====== DATA FOR THIS TASK

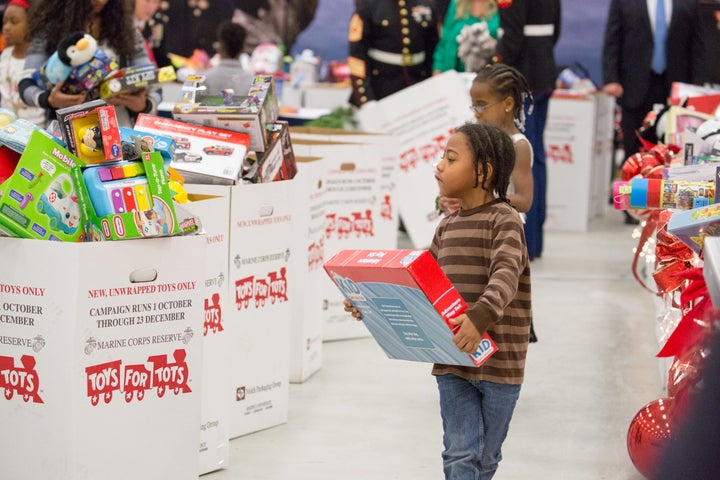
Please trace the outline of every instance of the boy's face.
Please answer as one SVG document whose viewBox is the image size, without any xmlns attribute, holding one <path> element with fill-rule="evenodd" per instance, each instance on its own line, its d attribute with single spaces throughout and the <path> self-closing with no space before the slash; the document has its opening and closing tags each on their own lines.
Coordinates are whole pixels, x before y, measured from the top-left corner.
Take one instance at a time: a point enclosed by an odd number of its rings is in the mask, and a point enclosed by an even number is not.
<svg viewBox="0 0 720 480">
<path fill-rule="evenodd" d="M 463 133 L 454 133 L 435 167 L 440 195 L 462 198 L 475 188 L 475 158 Z"/>
<path fill-rule="evenodd" d="M 3 15 L 5 45 L 15 46 L 28 41 L 27 12 L 19 5 L 10 5 Z"/>
</svg>

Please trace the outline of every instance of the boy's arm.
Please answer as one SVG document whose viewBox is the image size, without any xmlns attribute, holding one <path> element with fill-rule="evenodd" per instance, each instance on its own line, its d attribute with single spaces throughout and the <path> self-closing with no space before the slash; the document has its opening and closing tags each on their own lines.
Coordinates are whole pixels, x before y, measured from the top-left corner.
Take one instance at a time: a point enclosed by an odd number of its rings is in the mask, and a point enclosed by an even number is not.
<svg viewBox="0 0 720 480">
<path fill-rule="evenodd" d="M 488 284 L 477 302 L 465 311 L 480 334 L 496 323 L 515 298 L 526 268 L 525 241 L 519 219 L 507 217 L 493 227 Z"/>
</svg>

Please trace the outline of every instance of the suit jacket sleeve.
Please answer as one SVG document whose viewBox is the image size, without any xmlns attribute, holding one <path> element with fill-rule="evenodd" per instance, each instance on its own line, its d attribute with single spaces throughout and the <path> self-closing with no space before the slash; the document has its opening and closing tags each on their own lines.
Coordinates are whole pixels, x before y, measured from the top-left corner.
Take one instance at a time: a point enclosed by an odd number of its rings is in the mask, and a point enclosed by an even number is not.
<svg viewBox="0 0 720 480">
<path fill-rule="evenodd" d="M 623 31 L 620 18 L 621 0 L 612 0 L 605 25 L 602 52 L 603 83 L 620 83 L 620 56 L 622 55 Z"/>
</svg>

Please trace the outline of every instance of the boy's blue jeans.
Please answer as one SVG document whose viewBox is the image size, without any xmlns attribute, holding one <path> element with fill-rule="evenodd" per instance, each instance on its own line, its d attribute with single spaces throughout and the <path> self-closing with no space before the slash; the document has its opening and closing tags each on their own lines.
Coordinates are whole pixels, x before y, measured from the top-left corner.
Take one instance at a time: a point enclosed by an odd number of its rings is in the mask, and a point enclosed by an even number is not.
<svg viewBox="0 0 720 480">
<path fill-rule="evenodd" d="M 436 377 L 443 423 L 446 480 L 490 480 L 502 459 L 520 385 Z"/>
</svg>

============

WORK TASK → Only the records, copied exactly and free of pictures, belong in the answer.

SOLUTION →
Please trace the outline of every instance of the boy's face.
Please answer as one SVG document whose viewBox is the image size, without any xmlns attribute, holding one <path> element with fill-rule="evenodd" per instance, each instance on its own line, its d attribute with single spaces throughout and the <path> self-closing with no space before the slash; the document has its opening and closing tags each on their own lines.
Coordinates are whole pixels, x before y, measured from the top-left corner.
Take one instance at a time: a point enclosed by an odd number of its rings is in the mask, and a point enclosed by an even number is not.
<svg viewBox="0 0 720 480">
<path fill-rule="evenodd" d="M 463 133 L 454 133 L 435 167 L 440 195 L 462 198 L 475 188 L 475 158 Z"/>
<path fill-rule="evenodd" d="M 3 15 L 5 45 L 15 46 L 28 41 L 27 12 L 19 5 L 10 5 Z"/>
</svg>

Please trace the outline of every instance of the boy's arm.
Please answer as one SVG document whose viewBox is the image size, without any xmlns attribute, holding one <path> element with fill-rule="evenodd" per instance, each instance on its own line, its d attribute with single spaces throughout and the <path> self-closing with no space before the slash; the document has its opening and closing tags each on their own lines.
Coordinates are whole pixels, x before y, measured from the top-left corner.
Take one instance at a time: a point enclosed by an odd number of its rings is in the mask, and a point enclosed by an even number is not.
<svg viewBox="0 0 720 480">
<path fill-rule="evenodd" d="M 488 284 L 477 302 L 465 311 L 480 334 L 496 323 L 515 298 L 526 268 L 525 241 L 519 219 L 507 217 L 493 227 Z"/>
</svg>

Please trace the outline of every instance of the suit jacket sleeve.
Please answer as one SVG document whose viewBox is the image size, without any xmlns attribute, holding one <path> element with fill-rule="evenodd" per instance, each instance on its own line, its d attribute with single spaces throughout and the <path> self-closing with no space before the slash; the document has its opening and closing tags each on their own lines.
Coordinates are whole pixels, x before y, measured from the top-left corner.
Take one instance at a time: a point enclosed by an odd number of its rings is in the mask, and a point enclosed by an even number is not.
<svg viewBox="0 0 720 480">
<path fill-rule="evenodd" d="M 623 31 L 620 18 L 621 0 L 612 0 L 605 25 L 602 52 L 603 83 L 620 83 L 620 56 L 622 55 Z"/>
</svg>

Please trace the outline of every instance of the boy's blue jeans.
Please answer as one SVG document whose viewBox is the image size, without any xmlns attribute, holding one <path> element with fill-rule="evenodd" per instance, each instance on its own line, its d attribute with single spaces throughout and the <path> self-closing with no space before the slash; the document has its opening and closing tags each on their own lines.
Coordinates are whole pixels, x before y, measured from the top-left corner.
Take one instance at a time: a point enclosed by an odd number of its rings is in the mask, and a point enclosed by an even number is not.
<svg viewBox="0 0 720 480">
<path fill-rule="evenodd" d="M 436 377 L 443 423 L 446 480 L 490 480 L 502 459 L 520 385 Z"/>
</svg>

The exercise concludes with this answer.